§ Dataset content:
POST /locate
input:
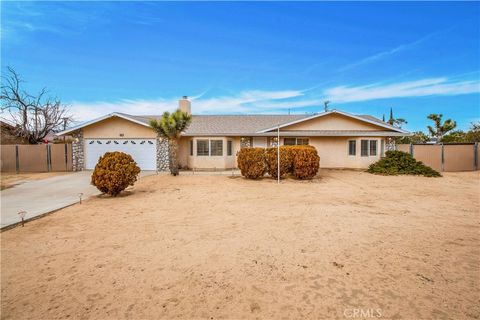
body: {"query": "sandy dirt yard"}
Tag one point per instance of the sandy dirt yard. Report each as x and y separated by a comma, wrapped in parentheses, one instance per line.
(9, 180)
(215, 247)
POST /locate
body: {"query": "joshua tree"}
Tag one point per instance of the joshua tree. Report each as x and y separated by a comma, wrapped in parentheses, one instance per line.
(170, 126)
(440, 129)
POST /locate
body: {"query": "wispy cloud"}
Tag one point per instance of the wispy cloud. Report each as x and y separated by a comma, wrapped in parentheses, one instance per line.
(260, 101)
(243, 102)
(418, 88)
(389, 52)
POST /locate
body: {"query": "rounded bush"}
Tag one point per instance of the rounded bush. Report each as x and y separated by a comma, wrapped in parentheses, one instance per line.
(114, 172)
(306, 162)
(251, 162)
(286, 161)
(398, 162)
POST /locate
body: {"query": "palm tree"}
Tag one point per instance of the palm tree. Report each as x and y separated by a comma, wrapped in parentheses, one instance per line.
(170, 126)
(440, 129)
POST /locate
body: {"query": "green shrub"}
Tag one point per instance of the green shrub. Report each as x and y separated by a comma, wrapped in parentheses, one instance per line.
(251, 162)
(398, 162)
(286, 161)
(114, 172)
(306, 162)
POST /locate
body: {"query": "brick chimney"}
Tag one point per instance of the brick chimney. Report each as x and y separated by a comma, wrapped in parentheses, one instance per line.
(185, 105)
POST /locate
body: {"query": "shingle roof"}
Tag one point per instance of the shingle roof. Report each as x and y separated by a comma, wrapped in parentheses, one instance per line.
(231, 124)
(214, 125)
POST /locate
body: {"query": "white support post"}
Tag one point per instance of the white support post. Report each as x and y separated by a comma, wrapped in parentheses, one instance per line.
(278, 153)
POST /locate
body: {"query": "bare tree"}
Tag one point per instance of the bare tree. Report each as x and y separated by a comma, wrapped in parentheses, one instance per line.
(33, 116)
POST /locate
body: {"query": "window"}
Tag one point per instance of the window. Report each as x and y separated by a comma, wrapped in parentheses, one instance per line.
(290, 141)
(216, 147)
(202, 148)
(302, 141)
(295, 141)
(364, 148)
(352, 147)
(373, 147)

§ Your task:
Filter the records above down to every line that contains the word "shingle", and copy each of those lines.

§ Solution to the problem:
body: {"query": "shingle roof"}
Tag one point per instance of the shingle roof. Report each as x and y separated by a comma, wrapped in parentheses, one instance per line.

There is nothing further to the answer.